__Kaynak metin__:

========================================

TGC Başkanı Orhan Erinç'in kolaylaştırıcısı olduğu panelde düşüncelerini açıklayan Cumhuriyet gazetesi köşe yazarı Nilgün Cerrahoğlu, Hürriyet gazetesi yazarı Ferai Tınç, Vatan gazetesi yazarı ve Avrupa Birliği (AB) Genişleme Uzmanı Cengiz Aktar ile Cumhuriyet gazetesi karikatüristi Tan Oral AB üyelik sürecinde hükümetin ve medyanın etkisizliğini ortaya koydu.
Cerrahoğlu : AB uzmanımız az; sanal zafer yaratıyoruz
Türkiye'nin Avrupa ile yakınlaşma süreçlerinin başladığı 1963'den AB üyeliği yolunda müzakerelerin başlatılması kararına kadar medyanın usta kalemlerinin dahi "Tamam, oldu bu iş" şeklinde haberler yaydığını ifade eden gazeteci Cerrahoğlu, AB-Türkiye ilişkilerinde asıl Türkiye'nin kendi kendini oyaladığını söyledi.
Türkiye'nin AB hedefinde dürbünü odaklayamadığını söyleyen gazeteci, 3-4 ayda Kopenhag Kriterleri'ni yerine getiririz diyen Ecevit Hükümeti'nin bunu 3-4 yılda dahi gerçekleştiremediğini belirterek, "Ecevit elini çabuk tutsaydı, Kıbrıs AB'ye üye olmadan üyelik yolunda ciddi bir aşamaya daha önce gelirdik" dedi.
Farklı dönemlerde ve müzakere sürecinde Türkiye gazetelerinin attığı "gaza getiren" başlıkları okuyan Cerrahoğlu, buna karşılık Financial Times, Guardian veya Corriera dela Sera gibi gazetelerin, Fransa Cumhurbaşkanı Jacques Chirac'ın AB'nin hazmetme kapasitesine dair sözlerini yansıttığını, Türkiye ile kültür farklarının dikkate alınmasını istediğini ve "Türkiye AB'ye ait midir, değil midir?" türünden sorular sorduğunu açıkladı.
Türkiye medyasının yaydığı iyimser ve toz pembe havayı, zirveden zirveye gündeme getirdiğini savunan gazeteci, bunun nedeni olarak medya-iktidar ilişkilerini gösterdi.

========================================

__Veri kayıtları__:

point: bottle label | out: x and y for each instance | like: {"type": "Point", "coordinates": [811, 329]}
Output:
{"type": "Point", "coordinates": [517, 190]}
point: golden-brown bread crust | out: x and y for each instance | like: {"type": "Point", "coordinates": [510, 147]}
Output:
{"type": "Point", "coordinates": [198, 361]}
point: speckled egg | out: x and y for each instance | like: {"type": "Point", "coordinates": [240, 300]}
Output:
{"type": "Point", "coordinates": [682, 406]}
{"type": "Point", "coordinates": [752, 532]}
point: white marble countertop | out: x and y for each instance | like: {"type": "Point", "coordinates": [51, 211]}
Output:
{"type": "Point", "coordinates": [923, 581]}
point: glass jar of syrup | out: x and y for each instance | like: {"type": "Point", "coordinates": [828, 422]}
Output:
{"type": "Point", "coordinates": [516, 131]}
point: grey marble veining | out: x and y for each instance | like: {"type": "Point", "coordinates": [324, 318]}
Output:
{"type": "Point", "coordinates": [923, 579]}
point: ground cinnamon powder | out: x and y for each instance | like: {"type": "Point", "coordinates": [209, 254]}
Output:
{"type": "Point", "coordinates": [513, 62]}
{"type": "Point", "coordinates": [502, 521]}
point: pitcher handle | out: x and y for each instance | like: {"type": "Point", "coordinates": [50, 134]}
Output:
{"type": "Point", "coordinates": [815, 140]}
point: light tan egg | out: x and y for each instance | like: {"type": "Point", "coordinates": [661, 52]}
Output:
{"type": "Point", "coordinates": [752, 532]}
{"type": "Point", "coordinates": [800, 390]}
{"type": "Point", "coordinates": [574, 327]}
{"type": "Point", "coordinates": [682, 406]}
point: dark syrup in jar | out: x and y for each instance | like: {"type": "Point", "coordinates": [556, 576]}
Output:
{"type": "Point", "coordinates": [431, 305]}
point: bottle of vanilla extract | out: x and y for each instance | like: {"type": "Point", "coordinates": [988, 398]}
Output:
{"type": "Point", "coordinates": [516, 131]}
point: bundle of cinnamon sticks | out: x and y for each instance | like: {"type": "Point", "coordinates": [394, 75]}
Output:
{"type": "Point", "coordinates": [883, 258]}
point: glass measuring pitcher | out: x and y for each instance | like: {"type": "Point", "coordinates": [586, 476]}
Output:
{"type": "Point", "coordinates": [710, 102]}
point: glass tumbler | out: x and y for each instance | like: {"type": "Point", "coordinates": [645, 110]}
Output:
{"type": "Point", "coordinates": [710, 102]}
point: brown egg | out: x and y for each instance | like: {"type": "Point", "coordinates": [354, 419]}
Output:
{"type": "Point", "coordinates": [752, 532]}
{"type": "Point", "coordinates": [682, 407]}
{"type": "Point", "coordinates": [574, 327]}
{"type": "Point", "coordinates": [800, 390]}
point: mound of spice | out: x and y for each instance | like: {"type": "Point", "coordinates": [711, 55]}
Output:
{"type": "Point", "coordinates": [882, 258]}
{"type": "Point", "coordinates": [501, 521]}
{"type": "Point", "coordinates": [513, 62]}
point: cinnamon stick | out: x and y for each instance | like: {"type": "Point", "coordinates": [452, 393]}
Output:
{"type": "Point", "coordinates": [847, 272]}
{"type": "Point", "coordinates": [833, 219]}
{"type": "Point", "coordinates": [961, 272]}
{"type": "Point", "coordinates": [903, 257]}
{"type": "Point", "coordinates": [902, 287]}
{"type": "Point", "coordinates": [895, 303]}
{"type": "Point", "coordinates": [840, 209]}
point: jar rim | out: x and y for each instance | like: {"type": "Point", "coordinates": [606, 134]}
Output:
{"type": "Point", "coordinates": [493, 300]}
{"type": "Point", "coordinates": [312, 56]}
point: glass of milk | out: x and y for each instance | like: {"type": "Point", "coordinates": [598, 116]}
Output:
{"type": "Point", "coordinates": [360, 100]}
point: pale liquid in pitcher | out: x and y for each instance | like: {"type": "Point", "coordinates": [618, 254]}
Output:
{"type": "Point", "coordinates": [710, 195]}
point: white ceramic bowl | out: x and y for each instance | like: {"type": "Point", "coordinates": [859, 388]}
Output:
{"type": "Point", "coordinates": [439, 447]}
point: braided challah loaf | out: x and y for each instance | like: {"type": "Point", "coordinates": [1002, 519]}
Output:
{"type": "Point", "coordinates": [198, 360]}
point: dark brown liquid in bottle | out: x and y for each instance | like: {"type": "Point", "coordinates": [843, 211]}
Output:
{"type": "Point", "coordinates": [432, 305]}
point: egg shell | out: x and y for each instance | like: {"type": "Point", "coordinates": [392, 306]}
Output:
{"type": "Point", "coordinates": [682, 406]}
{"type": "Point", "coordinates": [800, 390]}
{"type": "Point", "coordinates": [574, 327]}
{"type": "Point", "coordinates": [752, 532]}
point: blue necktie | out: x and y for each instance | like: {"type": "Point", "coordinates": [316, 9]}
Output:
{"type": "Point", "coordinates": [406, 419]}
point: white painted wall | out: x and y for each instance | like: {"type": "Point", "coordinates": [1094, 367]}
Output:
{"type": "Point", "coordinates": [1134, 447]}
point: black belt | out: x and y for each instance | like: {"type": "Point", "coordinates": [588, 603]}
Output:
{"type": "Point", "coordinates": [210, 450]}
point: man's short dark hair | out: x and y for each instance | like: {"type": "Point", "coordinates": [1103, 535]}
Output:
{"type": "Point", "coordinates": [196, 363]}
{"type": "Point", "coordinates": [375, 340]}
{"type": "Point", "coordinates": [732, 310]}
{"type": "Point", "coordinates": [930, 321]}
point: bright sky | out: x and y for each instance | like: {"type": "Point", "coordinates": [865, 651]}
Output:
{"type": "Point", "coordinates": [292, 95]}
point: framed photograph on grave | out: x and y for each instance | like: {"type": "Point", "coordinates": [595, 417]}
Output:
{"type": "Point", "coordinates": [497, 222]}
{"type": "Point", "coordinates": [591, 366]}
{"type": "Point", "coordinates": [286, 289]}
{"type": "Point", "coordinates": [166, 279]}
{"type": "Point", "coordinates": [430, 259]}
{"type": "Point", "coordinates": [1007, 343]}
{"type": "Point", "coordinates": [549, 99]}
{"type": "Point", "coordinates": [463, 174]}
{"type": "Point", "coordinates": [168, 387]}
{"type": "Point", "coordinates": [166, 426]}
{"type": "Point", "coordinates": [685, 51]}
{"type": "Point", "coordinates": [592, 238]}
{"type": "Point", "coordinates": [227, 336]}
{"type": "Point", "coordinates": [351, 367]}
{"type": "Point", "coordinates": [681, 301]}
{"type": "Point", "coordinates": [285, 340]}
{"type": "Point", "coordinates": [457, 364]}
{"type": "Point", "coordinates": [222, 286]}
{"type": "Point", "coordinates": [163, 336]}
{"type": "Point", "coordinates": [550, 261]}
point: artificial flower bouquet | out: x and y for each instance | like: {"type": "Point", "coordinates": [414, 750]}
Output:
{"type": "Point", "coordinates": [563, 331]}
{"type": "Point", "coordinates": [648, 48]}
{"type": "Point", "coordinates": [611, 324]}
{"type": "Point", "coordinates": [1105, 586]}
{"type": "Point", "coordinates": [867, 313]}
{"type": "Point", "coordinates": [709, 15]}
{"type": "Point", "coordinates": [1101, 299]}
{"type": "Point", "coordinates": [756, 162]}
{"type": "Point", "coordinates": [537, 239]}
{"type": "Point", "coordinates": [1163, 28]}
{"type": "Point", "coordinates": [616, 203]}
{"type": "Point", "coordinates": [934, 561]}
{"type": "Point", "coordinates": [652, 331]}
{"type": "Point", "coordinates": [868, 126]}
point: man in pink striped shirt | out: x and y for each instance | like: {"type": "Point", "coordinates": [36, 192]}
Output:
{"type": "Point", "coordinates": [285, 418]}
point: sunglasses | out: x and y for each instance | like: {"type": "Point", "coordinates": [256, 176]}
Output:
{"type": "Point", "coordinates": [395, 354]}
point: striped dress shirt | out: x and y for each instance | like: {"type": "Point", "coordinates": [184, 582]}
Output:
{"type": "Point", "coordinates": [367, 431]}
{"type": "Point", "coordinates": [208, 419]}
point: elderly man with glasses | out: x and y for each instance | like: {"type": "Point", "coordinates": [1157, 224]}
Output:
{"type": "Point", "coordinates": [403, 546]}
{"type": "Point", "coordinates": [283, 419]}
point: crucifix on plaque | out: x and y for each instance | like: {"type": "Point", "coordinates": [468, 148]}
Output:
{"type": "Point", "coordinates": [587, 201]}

========================================

__Yapılacaklar__:
A: AB paneli metninde "TGC Başkanı Orhan" sözlerinden "etkisizliğini ortaya koydu." sözlerine kadar her şeyi olduğu gibi alıntılayın.
B: AB paneli metnini son cümlesinden sonra sürdürün.
Bu kayıtlar başka bir kaynaktan alınmıştır.

__Çözülen görevler__:
A:
TGC Başkanı Orhan Erinç'in kolaylaştırıcısı olduğu panelde düşüncelerini açıklayan Cumhuriyet gazetesi köşe yazarı Nilgün Cerrahoğlu, Hürriyet gazetesi yazarı Ferai Tınç, Vatan gazetesi yazarı ve Avrupa Birliği (AB) Genişleme Uzmanı Cengiz Aktar ile Cumhuriyet gazetesi karikatüristi Tan Oral AB üyelik sürecinde hükümetin ve medyanın etkisizliğini ortaya koydu.

B:
Türkiye'deki gazetecilerin formasyonlarının az olduğunu, bir tek Avrupa Komisyonu raporu okumamış habercilerin AB uzmanı kesildiğini söyleyen Cerrahoğlu, iktidarın sanal zaferlerle tüm bir kamuoyunu oyalayabildiği dikkate alınmadığını bildirdi.
"Medya hata ve eksikliklerini görmeli"
Avrupa'da olup bitenlerin tüm bu nedenlerle kavranmadığını, kamuoyu oluşturulamadığını ve gerçek-sanat bir kafa karışıklığıyla yaşandığını ifade eden Cerrahoğlu, sonuçta insanların da, "Zaten bizi almayacaklar" deyip işin içinden çıktıklarını belirtti.
İspanya'nın AB ile gerçekleştirdiği müzakere sürecini bu ülkeden izleyen gazeteci, İspanya'nın hiçbir zaman hedefini şaşırmadığını belirterek, buna karşılık Türkiye'nin sürekli olayların ardından sürüklenerek ilerlediğini açıkladı.
Gazeteci, Türkiye medyasının hatalarını ve eksikliklerini görmesi gerektiğini, Brüksel'deki gazeteciliğin geliştirilmesi gerektiğini ve AB'nin sadece Ankara'dan izlenmemesi gerektiğini söyledi.
Tınç: AB'nin ortak medya politikası yok
Cerrahoğlu'dan sonra söz alarak AB'nin medya politikası üzerinde duran gazeteci Ferai Tınç, AB'nin ortak bir medya politikası bulunmadığını, basın ve ifade özgürlüğüne yasaları arasında önemli yer ayırırken, haber kaynaklarına serbestçe ulaşma sıkıntısı yaşandığını ve devlet sırrı kavramının ciddi bir engel olduğunu ifade etti.
AB'de sadece anti-trust ve Sınır aşırı TV Sözleşmesi bulunduğunu hatırlatan Tınç, Birliğin ABD'deki TV gücüne karşı büyük bir medya gücü oluşturmaya çalıştığını ama bunu başaramadığını açıkladı.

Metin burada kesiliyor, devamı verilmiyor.